Data for this exercise: Begin
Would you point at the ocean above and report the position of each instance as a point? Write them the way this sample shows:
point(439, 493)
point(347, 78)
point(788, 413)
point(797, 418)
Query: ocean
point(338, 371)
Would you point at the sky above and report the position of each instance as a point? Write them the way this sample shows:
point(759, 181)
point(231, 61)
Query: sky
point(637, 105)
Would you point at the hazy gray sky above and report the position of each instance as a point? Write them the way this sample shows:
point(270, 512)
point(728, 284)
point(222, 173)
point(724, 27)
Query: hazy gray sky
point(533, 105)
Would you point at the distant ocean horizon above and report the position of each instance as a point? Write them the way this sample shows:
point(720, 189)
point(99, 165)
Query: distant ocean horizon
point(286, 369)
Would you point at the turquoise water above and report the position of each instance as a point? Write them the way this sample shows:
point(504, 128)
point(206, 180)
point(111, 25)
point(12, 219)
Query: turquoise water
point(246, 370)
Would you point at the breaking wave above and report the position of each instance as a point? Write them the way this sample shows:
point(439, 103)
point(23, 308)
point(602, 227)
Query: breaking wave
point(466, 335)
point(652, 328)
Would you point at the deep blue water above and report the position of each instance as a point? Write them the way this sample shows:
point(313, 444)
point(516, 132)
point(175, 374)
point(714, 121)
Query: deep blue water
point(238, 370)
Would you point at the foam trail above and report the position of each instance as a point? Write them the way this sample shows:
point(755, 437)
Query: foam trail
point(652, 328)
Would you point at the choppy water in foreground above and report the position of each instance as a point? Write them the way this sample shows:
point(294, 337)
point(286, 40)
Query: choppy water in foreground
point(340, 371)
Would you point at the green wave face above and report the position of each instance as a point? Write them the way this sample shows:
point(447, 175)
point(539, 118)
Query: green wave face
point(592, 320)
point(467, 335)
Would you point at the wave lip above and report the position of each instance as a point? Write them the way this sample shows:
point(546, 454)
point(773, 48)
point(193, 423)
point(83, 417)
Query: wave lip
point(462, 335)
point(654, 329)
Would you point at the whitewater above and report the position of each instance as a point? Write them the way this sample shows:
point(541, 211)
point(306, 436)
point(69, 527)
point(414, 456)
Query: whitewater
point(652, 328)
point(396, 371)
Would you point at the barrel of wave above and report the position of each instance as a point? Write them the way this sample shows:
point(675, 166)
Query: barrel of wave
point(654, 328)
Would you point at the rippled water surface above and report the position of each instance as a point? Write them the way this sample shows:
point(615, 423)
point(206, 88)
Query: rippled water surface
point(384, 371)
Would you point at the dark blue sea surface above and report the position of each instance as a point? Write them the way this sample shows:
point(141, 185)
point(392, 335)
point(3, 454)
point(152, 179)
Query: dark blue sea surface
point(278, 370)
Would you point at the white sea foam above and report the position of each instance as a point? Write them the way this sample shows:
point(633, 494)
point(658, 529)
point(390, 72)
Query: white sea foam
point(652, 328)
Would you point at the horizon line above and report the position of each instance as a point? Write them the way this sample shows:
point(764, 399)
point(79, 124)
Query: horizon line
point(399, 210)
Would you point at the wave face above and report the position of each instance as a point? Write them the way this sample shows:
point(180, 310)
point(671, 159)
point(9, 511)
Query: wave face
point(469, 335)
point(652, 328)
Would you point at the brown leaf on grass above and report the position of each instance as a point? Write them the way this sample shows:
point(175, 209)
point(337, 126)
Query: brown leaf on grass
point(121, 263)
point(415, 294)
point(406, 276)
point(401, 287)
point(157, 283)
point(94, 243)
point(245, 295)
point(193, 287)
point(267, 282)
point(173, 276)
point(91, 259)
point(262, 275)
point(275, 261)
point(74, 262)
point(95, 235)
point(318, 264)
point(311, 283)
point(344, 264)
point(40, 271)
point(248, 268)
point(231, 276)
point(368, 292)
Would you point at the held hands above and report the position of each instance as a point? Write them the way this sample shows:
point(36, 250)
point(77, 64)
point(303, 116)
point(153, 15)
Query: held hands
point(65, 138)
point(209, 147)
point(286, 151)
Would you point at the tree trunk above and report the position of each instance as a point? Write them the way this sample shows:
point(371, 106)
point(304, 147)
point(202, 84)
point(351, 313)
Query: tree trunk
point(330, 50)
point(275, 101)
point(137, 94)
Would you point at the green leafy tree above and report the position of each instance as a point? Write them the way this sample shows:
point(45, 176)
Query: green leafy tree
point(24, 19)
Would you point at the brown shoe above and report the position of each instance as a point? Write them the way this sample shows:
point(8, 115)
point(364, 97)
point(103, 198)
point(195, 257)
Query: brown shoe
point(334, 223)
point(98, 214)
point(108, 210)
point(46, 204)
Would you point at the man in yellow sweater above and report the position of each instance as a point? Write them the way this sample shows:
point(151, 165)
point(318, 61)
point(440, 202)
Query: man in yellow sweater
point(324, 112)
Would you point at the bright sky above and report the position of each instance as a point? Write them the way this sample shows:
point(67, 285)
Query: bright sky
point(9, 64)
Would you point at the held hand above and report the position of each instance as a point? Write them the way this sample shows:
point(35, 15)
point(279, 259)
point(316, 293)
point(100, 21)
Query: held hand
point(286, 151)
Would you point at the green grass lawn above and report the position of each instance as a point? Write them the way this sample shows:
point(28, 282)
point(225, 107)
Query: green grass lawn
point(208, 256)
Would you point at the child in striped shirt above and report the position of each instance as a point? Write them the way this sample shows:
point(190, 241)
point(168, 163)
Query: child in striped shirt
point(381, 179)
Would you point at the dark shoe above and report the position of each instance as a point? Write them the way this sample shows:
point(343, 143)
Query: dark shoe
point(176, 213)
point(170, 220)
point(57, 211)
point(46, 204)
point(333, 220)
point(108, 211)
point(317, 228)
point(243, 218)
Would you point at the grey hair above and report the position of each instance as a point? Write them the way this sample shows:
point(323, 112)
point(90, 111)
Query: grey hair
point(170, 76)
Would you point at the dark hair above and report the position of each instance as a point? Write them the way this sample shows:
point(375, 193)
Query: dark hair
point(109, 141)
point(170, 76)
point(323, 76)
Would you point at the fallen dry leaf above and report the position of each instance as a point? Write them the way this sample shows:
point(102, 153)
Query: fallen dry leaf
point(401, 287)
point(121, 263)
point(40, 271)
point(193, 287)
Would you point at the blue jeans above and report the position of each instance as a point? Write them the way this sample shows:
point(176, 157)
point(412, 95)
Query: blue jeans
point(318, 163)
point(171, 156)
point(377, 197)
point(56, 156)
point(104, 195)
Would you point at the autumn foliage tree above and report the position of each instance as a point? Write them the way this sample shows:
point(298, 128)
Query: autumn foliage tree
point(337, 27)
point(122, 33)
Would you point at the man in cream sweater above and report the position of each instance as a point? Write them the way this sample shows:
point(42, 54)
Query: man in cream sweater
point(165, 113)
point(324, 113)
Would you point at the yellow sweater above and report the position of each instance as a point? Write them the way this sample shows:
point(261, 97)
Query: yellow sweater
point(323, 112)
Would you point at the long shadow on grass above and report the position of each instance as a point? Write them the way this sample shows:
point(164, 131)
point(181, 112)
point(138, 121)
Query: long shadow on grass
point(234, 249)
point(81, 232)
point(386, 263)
Data for this exercise: End
- [What you need to do] Repeat the records verbatim, every one of them.

- [Result]
Would you point at the ocean above and report the position of each instance as a point? Write them the way this sample shows:
point(439, 493)
point(347, 78)
point(788, 413)
point(797, 418)
Query: ocean
point(338, 371)
Would you point at the sky above and report the position of each instance as a point? Write them the way this sample shows:
point(759, 181)
point(231, 61)
Query: sky
point(637, 105)
Would you point at the hazy gray sky above and report the position of each instance as a point? Write them the way this sample shows:
point(270, 512)
point(728, 284)
point(222, 173)
point(724, 27)
Query: hazy gray sky
point(533, 105)
Would you point at the distant ocean horizon above and report the position of each instance as a point? Write them the way this sample shows:
point(720, 189)
point(99, 165)
Query: distant ocean horizon
point(286, 369)
Would you point at the turquoise water above and report the position of each instance as a point? Write them the way this sample shows:
point(504, 128)
point(206, 180)
point(111, 25)
point(12, 219)
Query: turquoise water
point(246, 370)
Would you point at the breaking wave above and report the position of each instance as a point? Write them the way this sample shows:
point(439, 103)
point(23, 308)
point(602, 227)
Query: breaking wave
point(466, 335)
point(652, 328)
Would you point at the deep blue water above and report the position of each instance as a point? Write them the way this sample shows:
point(313, 444)
point(516, 132)
point(175, 374)
point(714, 121)
Query: deep blue water
point(238, 370)
Would you point at the foam trail above and report the position of each instance as a point? Write them the way this sample shows:
point(755, 437)
Query: foam trail
point(652, 328)
Would you point at the choppy water in foreground above and report the position of each instance as a point? Write them the way this sample shows:
point(294, 337)
point(286, 40)
Query: choppy water in foreground
point(340, 371)
Would you point at the green wave face above and report the position of each instance as a point? Write them the way this sample shows:
point(447, 175)
point(539, 118)
Query: green wave face
point(592, 320)
point(467, 335)
Would you point at the wave lip above and report the position of each instance as a point? Write them the way this sample shows:
point(546, 454)
point(773, 48)
point(193, 423)
point(83, 417)
Query: wave lip
point(462, 335)
point(654, 329)
Would you point at the whitewater above and report the position of each instance as a point? Write them the way this sample shows:
point(541, 211)
point(306, 436)
point(69, 527)
point(414, 456)
Query: whitewater
point(652, 328)
point(396, 371)
Would you point at the barrel of wave above and report the position of each instance as a point? Write them the way this sample shows:
point(675, 166)
Query: barrel of wave
point(654, 328)
Would you point at the rippled water surface above and report the position of each instance as a point? Write them the way this sample shows:
point(615, 423)
point(206, 88)
Query: rippled water surface
point(384, 371)
Would you point at the dark blue sea surface above and report the position of each instance as a point? Write them the way this sample shows:
point(141, 185)
point(392, 335)
point(3, 454)
point(152, 179)
Query: dark blue sea surface
point(278, 370)
Would you point at the white sea foam above and report the position of each instance as a point? Write them the way this sample shows:
point(633, 494)
point(658, 529)
point(390, 72)
Query: white sea foam
point(652, 328)
Would you point at the horizon line above and report the position of each instance as a point? Write them the way this sample shows:
point(764, 399)
point(79, 124)
Query: horizon line
point(399, 210)
Would you point at the wave face above and report the position of each instance as a point? Write them the way this sample shows:
point(180, 310)
point(671, 159)
point(9, 511)
Query: wave face
point(469, 335)
point(652, 328)
Would you point at the brown leaf on grass above and report the position of each instance as a point? Write them the way this sample shows:
point(175, 209)
point(337, 126)
Query: brown leaf on grass
point(121, 263)
point(415, 294)
point(406, 276)
point(401, 287)
point(157, 283)
point(94, 243)
point(245, 295)
point(193, 287)
point(267, 282)
point(173, 276)
point(91, 259)
point(262, 275)
point(275, 261)
point(74, 262)
point(95, 235)
point(318, 264)
point(311, 283)
point(344, 264)
point(40, 271)
point(248, 268)
point(231, 276)
point(368, 292)
Would you point at the held hands above and report the position of each instance as a point? Write them the way this sample shows:
point(36, 250)
point(77, 64)
point(303, 116)
point(153, 15)
Query: held hands
point(65, 138)
point(209, 147)
point(286, 151)
Would you point at the tree trunk above and report the position of each instance as a point? Write them the way this sample shows:
point(371, 106)
point(304, 147)
point(202, 84)
point(351, 313)
Query: tree trunk
point(330, 50)
point(275, 101)
point(137, 94)
Would you point at the green leafy tree above and report the position of each instance as a point? Write them the way this sample shows:
point(45, 176)
Query: green leafy tree
point(24, 19)
Would you point at the brown shoe above and report the position of each instance as a point? Write them the way this sample shows:
point(8, 115)
point(364, 97)
point(103, 198)
point(195, 257)
Query: brown shoe
point(334, 223)
point(98, 214)
point(108, 210)
point(46, 204)
Would you point at the man in yellow sweater above and report the position of each instance as a point? Write them the way this sample shows:
point(151, 165)
point(318, 61)
point(440, 202)
Query: man in yellow sweater
point(324, 112)
Would you point at the bright sky above and report the position of each instance as a point? Write them the way this sample shows:
point(67, 285)
Query: bright sky
point(9, 64)
Would you point at the held hand above and report the position of each instance as a point? Write them the way this sample shows:
point(35, 15)
point(279, 259)
point(316, 293)
point(100, 21)
Query: held hand
point(286, 151)
Would you point at the green grass lawn above and report the position of each instance as a point? Write them the way this sample shows:
point(28, 282)
point(225, 107)
Query: green grass lawn
point(208, 256)
Would you point at the child in striped shirt above and report the position of each instance as a point? Write them the way this sample shows:
point(190, 241)
point(168, 163)
Query: child in striped shirt
point(381, 179)
Would you point at the dark shoe above and report the position of each instance as a point? Write them the way this sample shows:
point(343, 143)
Query: dark shoe
point(176, 213)
point(170, 220)
point(57, 211)
point(46, 204)
point(333, 220)
point(108, 211)
point(317, 228)
point(243, 218)
Would you point at the grey hair above and report the position of each instance as a point? Write them the way this sample shows:
point(323, 112)
point(90, 111)
Query: grey hair
point(170, 76)
Would you point at the dark hair above and report the position of each instance as a point? Write them the way this sample shows:
point(375, 193)
Query: dark hair
point(109, 141)
point(170, 76)
point(323, 76)
Would you point at the fallen dry leaf above and report the position of each instance as a point? Write them the way this sample shows:
point(102, 153)
Query: fallen dry leaf
point(401, 287)
point(121, 263)
point(40, 271)
point(193, 287)
Would you point at the blue jeans above and report the position of each instance as a point? Write them the way this sample shows:
point(176, 157)
point(412, 95)
Query: blue jeans
point(318, 163)
point(171, 156)
point(377, 197)
point(56, 156)
point(104, 195)
Would you point at the autumn foliage tree above and report the position of each instance as a point? Write them the way this sample shows:
point(298, 128)
Query: autumn foliage tree
point(337, 27)
point(122, 33)
Would you point at the man in cream sweater above and report the position of each instance as a point? Write them the way this sample shows:
point(42, 54)
Query: man in cream sweater
point(165, 113)
point(324, 113)
Would you point at the yellow sweater above and report the position of each instance as a point? Write them the way this sample shows:
point(261, 97)
Query: yellow sweater
point(323, 112)
Would you point at the long shadow on grass above and report the position of each instance as a point? Write them the way this sample shows:
point(164, 131)
point(181, 112)
point(138, 121)
Query: long shadow on grass
point(234, 249)
point(81, 232)
point(386, 263)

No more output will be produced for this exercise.